▶ **ABOUT THIS EXERCISE**
Transcribe the entire listing below exactly.
--- AVAILABLE DATA Enclosed Below ---
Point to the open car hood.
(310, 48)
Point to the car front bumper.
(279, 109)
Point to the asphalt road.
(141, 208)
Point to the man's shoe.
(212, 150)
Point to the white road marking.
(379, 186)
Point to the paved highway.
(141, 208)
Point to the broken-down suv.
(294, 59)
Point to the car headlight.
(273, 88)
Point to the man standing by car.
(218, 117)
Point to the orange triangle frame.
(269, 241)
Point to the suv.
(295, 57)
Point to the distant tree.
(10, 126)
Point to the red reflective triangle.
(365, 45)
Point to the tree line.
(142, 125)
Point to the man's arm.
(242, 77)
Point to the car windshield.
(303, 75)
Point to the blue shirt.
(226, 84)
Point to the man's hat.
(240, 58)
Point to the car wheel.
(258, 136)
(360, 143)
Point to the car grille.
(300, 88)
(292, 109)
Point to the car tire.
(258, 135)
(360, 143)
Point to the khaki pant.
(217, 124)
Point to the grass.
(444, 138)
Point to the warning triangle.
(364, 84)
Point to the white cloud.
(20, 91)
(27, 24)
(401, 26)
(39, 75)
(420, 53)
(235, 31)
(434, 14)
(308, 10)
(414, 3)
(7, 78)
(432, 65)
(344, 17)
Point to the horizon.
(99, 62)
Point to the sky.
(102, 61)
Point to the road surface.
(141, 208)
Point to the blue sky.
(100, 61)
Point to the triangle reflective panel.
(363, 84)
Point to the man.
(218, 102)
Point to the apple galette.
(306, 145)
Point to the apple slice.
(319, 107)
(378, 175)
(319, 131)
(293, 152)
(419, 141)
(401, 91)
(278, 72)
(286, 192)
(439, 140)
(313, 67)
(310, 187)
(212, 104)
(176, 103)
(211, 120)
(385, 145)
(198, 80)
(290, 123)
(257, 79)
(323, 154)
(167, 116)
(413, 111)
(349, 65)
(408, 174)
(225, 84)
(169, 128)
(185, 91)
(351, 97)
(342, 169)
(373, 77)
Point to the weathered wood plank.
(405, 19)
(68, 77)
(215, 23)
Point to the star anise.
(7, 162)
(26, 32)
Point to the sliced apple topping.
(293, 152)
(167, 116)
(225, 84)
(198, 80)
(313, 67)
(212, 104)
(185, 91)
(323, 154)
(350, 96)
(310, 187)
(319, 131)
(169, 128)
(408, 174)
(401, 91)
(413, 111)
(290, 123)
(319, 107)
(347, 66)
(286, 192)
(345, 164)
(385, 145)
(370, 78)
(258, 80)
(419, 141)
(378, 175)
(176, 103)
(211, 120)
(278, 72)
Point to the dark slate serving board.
--- End of Enclosed AVAILABLE DATA ---
▶ **COMPLETED TASK**
Point to the open car hood.
(310, 48)
Point to the car front bumper.
(279, 109)
Point to the asphalt road.
(141, 208)
Point to the man's shoe.
(212, 150)
Point to the white road marking.
(379, 186)
Point to the paved highway.
(141, 208)
Point to the broken-down suv.
(294, 59)
Point to the car headlight.
(273, 88)
Point to the man standing by car.
(218, 117)
Point to the orange triangle frame.
(269, 241)
Point to the suv.
(295, 57)
Point to the distant tree.
(10, 126)
Point to the red reflective triangle.
(365, 45)
Point to the tree line.
(142, 125)
Point to the man's arm.
(242, 77)
Point to the car windshield.
(303, 75)
Point to the blue shirt.
(226, 84)
Point to the man's hat.
(240, 58)
Point to the car wheel.
(258, 136)
(360, 143)
Point to the car grille.
(300, 88)
(292, 109)
Point to the car tire.
(258, 135)
(360, 143)
Point to the khaki pant.
(217, 124)
Point to the grass.
(444, 138)
Point to the warning triangle.
(364, 84)
Point to the white cloud.
(20, 91)
(27, 24)
(401, 26)
(39, 75)
(420, 53)
(235, 31)
(434, 14)
(308, 10)
(414, 3)
(7, 78)
(432, 65)
(344, 17)
Point to the horizon.
(99, 62)
Point to the sky.
(102, 61)
Point to the road surface.
(141, 208)
Point to the blue sky.
(100, 61)
Point to the triangle reflective panel.
(363, 84)
Point to the man.
(218, 102)
Point to the apple galette.
(306, 145)
Point to the apple slice.
(319, 107)
(378, 175)
(319, 131)
(293, 152)
(419, 141)
(401, 91)
(278, 72)
(286, 192)
(439, 140)
(313, 67)
(310, 187)
(212, 104)
(176, 103)
(211, 120)
(385, 145)
(198, 80)
(290, 123)
(257, 79)
(323, 154)
(167, 116)
(413, 111)
(349, 65)
(408, 174)
(225, 84)
(169, 128)
(185, 91)
(351, 97)
(342, 169)
(373, 77)
Point to the weathered wood plank.
(405, 19)
(68, 77)
(215, 23)
Point to the star anise.
(7, 162)
(26, 32)
Point to the sliced apple topping.
(293, 152)
(167, 116)
(225, 84)
(198, 80)
(313, 67)
(212, 104)
(185, 91)
(323, 154)
(350, 96)
(310, 187)
(319, 131)
(169, 128)
(408, 174)
(401, 91)
(413, 111)
(290, 123)
(319, 107)
(347, 66)
(286, 192)
(345, 164)
(385, 145)
(370, 78)
(258, 80)
(419, 141)
(378, 175)
(176, 103)
(211, 120)
(278, 72)
Point to the dark slate serving board.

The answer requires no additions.